## BEGIN DOCUMENT TEXT
A Negative View of the Reformation
These issues are classical topics at the center of Roman Catholic-Protestant dialogue. Overall, the reading of Cardinal Koch acknowledges the importance of some spiritual concerns raised by Luther and the Reformation, i.e. the personal element of the faith and the need for renewal in the church. He argues that the Council of Trent (1545-1563) had already responded to them, but it was at Vatican II (1962-1965) that Luther finally “found the Council he had invoked for” (p. 35). According to the Cardinal, Vatican II stressed the importance of the laity and the freedom to read the Bible in the vernacular languages, thus doing exactly what the German Reformer had advocated for. Overall, the motivations that gave rise to the Protestant Reformation were met and are no longer tenable outside of the Roman Catholic Church.

In Koch’s interpretation, while some Protestant concerns for renewal were valid, although being too radical and lacking patience, the outcome of the Reformation was utterly negative. He insists that the Reformation broke from “the basic structure of the sacramental-eucharistic and episcopal church” (p. 41). The Reformation is charged of having “broken,” “fractured,” and “divided” the church (e.g. pp. 48-49). Moreover, in separating from Rome, the Reformation is seen as having “changed the nature of the Church” (p. 49). Siding with the view of critical Protestant theologian Wolfhart Pannenberg, Koch agrees that the Reformation was not a “success” but a “failure” in that it resulted in many churches having split with Rome.[2]

Other criticisms of the Reformation include that of Benedict XVI according to whom Luther absolutized his personal approach, thus “radicalizing the personalization of the act of faith” (p. 79) and discarding the church as an institution by reducing it to a “community” of people receiving the word (p. 82). For Benedict too, that of Luther was a “revolutionary rupture” (p. 83) where both terms are given extremely negative meanings.

In this bleak interpretation of the Reformation, Koch puts the blame on the “Scripture alone” principle (sola Scriptura). Again, citing Benedict as a theological authority, Koch argues that because the Word of God is more than Holy Scripture, “it precedes it, it is reflected in it, but it is not simply identifiable with it” (p. 127). “Scripture alone” is therefore a “foreign concept” to Roman Catholic theology (p. 132).

What about Ecumenism Then?
It is true that Cardinal Koch says that the Roman Catholic commitment to ecumenism is a journey of no return. It is also true that he welcomes the results of Lutheran-Catholic dialogues and hopes for future and better outcomes. However, as the President of the Pontifical Council for Christian Unity, he is theologically honest when he maintains a severely negative assessment of the Reformation and its core principles, especially the “Scripture alone” one. In his view, how the Reformation was partly correct has already been integrated by Roman Catholicism at Trent and Vatican II. The rest of the Reformation legacy needs to be rejected because it undermines the heart of Roman Catholicism. According to this view, Rome can renew itself from within, having already experienced some renewal in the past, but it needs to stand firm on its sacramental-eucharistic and episcopal nature which the Reformation has questioned on biblical grounds.
## END DOCUMENT TEXT
**WHAT YOU ARE ASKED TO DO**
Please return the part of the Reformation text above, starting with "In this bleak" and going on through "about Ecumenism Then?", copied word for word.
## BEGIN EXCERPTED DATA
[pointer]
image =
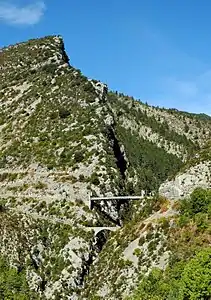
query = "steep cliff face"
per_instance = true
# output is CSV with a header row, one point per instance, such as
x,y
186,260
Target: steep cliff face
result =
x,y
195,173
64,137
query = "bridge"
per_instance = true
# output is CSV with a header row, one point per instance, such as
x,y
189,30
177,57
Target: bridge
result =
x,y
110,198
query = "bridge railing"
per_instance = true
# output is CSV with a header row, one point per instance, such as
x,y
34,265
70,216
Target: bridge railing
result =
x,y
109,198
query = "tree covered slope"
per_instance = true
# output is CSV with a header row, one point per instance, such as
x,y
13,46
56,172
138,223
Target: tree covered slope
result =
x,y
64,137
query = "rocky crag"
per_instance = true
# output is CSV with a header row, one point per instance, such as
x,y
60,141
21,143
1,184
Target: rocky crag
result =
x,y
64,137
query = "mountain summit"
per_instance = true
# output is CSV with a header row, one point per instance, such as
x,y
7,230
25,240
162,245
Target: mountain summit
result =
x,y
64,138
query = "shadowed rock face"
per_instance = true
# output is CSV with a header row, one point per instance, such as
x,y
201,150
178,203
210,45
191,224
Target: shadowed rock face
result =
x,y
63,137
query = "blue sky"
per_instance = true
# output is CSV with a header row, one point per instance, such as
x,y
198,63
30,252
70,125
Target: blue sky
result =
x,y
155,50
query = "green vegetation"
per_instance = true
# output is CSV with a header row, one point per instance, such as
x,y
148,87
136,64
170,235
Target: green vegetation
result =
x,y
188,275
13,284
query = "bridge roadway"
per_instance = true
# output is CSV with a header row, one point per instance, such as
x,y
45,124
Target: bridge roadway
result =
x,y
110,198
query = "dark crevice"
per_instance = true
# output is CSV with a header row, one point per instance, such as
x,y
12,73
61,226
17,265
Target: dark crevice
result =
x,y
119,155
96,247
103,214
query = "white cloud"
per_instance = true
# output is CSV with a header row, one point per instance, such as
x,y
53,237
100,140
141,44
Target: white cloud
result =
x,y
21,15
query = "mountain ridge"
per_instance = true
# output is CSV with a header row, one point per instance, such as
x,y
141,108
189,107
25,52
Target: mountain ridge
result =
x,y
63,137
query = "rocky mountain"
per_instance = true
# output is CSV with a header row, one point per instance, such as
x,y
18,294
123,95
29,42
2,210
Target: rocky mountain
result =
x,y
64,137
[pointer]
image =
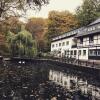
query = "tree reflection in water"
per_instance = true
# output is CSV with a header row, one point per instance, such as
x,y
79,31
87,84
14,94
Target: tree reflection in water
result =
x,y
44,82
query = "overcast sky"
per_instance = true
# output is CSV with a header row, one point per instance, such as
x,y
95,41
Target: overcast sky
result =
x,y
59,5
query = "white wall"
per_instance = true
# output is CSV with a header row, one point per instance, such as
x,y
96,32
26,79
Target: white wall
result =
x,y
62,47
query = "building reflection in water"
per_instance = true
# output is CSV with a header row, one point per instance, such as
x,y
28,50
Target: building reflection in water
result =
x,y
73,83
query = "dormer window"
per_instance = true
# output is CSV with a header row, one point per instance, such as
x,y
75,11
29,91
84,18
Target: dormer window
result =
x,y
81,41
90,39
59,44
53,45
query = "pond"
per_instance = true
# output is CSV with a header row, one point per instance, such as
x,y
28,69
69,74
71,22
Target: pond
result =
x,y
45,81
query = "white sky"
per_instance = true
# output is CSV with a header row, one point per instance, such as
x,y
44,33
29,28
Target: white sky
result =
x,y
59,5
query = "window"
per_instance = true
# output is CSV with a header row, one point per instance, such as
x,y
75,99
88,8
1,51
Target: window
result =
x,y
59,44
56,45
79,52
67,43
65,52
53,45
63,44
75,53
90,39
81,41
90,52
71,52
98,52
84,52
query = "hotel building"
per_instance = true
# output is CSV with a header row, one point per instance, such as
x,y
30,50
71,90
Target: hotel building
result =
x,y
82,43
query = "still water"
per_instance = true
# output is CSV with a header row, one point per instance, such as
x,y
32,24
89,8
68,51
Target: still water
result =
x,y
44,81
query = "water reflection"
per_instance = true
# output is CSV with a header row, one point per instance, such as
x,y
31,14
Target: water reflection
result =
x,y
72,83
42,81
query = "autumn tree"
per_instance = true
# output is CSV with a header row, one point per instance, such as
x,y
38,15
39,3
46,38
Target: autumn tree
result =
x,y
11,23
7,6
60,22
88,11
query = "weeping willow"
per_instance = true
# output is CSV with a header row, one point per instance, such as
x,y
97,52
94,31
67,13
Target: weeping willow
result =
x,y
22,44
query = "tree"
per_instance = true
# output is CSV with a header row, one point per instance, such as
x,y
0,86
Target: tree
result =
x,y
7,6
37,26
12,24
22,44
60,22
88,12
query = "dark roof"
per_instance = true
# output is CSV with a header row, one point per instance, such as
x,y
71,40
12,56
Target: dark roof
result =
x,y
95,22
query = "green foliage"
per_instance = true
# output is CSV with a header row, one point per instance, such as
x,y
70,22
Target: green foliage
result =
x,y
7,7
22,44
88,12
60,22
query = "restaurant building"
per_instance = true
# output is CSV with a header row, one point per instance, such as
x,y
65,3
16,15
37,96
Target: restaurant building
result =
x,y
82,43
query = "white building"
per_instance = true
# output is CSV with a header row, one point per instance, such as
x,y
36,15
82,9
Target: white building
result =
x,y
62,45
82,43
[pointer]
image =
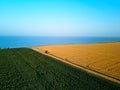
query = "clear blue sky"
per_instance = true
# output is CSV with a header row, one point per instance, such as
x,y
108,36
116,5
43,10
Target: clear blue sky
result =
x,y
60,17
## END EXCERPTED DATA
**COMPLETED EXERCISE**
In this bleak interpretation of the Reformation, Koch puts the blame on the “Scripture alone” principle (sola Scriptura). Again, citing Benedict as a theological authority, Koch argues that because the Word of God is more than Holy Scripture, “it precedes it, it is reflected in it, but it is not simply identifiable with it” (p. 127). “Scripture alone” is therefore a “foreign concept” to Roman Catholic theology (p. 132).

What about Ecumenism Then?